▶ [YOUR TASK]: Give every line from the entries that contains "curly".

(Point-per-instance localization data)
────

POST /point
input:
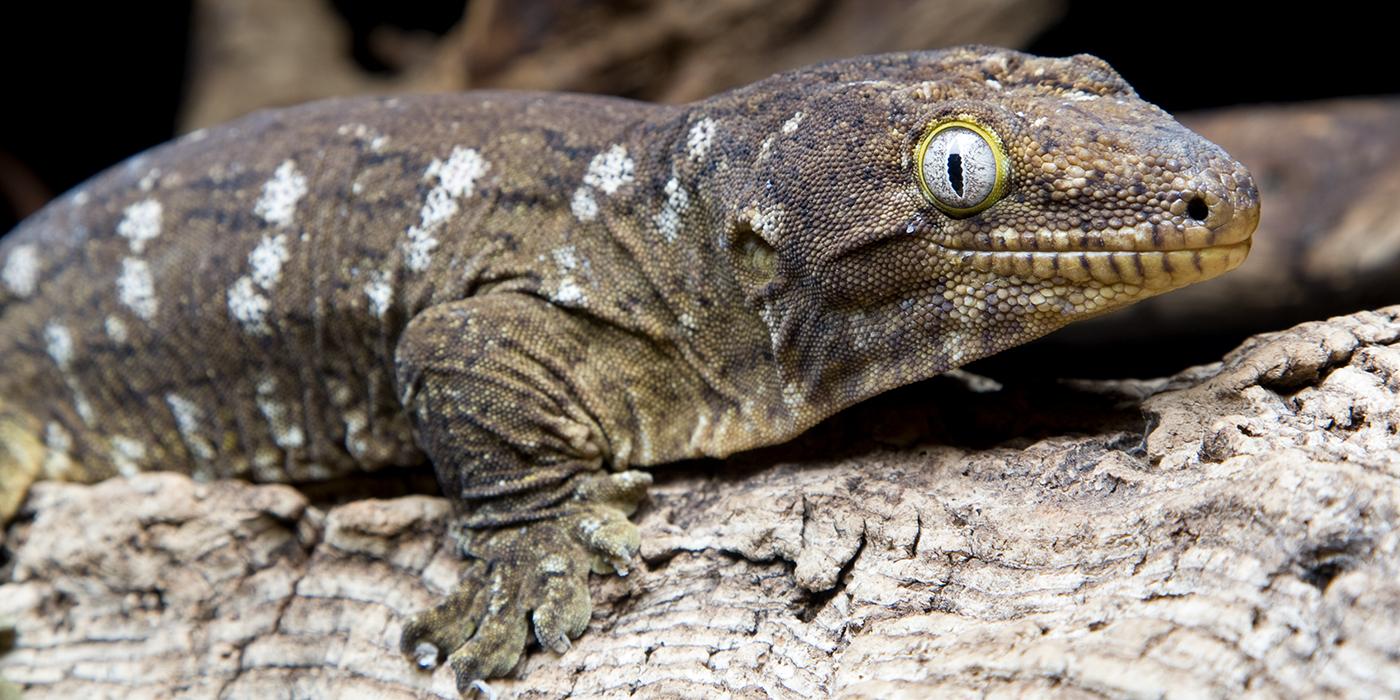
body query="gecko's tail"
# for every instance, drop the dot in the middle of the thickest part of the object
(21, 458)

────

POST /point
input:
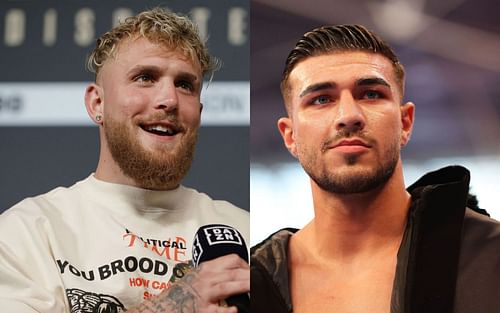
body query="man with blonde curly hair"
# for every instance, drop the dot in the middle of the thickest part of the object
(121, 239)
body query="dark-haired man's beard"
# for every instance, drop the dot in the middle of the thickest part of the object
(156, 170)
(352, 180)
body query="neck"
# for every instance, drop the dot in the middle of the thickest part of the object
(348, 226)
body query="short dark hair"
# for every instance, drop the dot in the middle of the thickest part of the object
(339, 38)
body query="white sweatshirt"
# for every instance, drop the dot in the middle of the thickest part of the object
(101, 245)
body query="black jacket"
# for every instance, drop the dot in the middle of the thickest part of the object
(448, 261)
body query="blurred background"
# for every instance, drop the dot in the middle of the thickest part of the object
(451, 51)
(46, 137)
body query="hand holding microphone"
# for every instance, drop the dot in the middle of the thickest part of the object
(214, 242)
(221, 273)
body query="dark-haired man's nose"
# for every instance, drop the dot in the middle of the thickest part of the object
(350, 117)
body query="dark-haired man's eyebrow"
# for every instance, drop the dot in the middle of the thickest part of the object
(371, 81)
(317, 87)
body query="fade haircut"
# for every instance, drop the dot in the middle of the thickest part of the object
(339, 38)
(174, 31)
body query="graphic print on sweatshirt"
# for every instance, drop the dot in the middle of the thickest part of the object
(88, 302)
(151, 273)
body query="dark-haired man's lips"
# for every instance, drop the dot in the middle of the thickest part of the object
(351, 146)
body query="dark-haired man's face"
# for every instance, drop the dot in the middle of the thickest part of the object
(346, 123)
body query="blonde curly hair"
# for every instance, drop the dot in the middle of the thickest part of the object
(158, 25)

────

▶ [RESPONSE]:
body query="man with blonde curly hair"
body query="blonde curly hair"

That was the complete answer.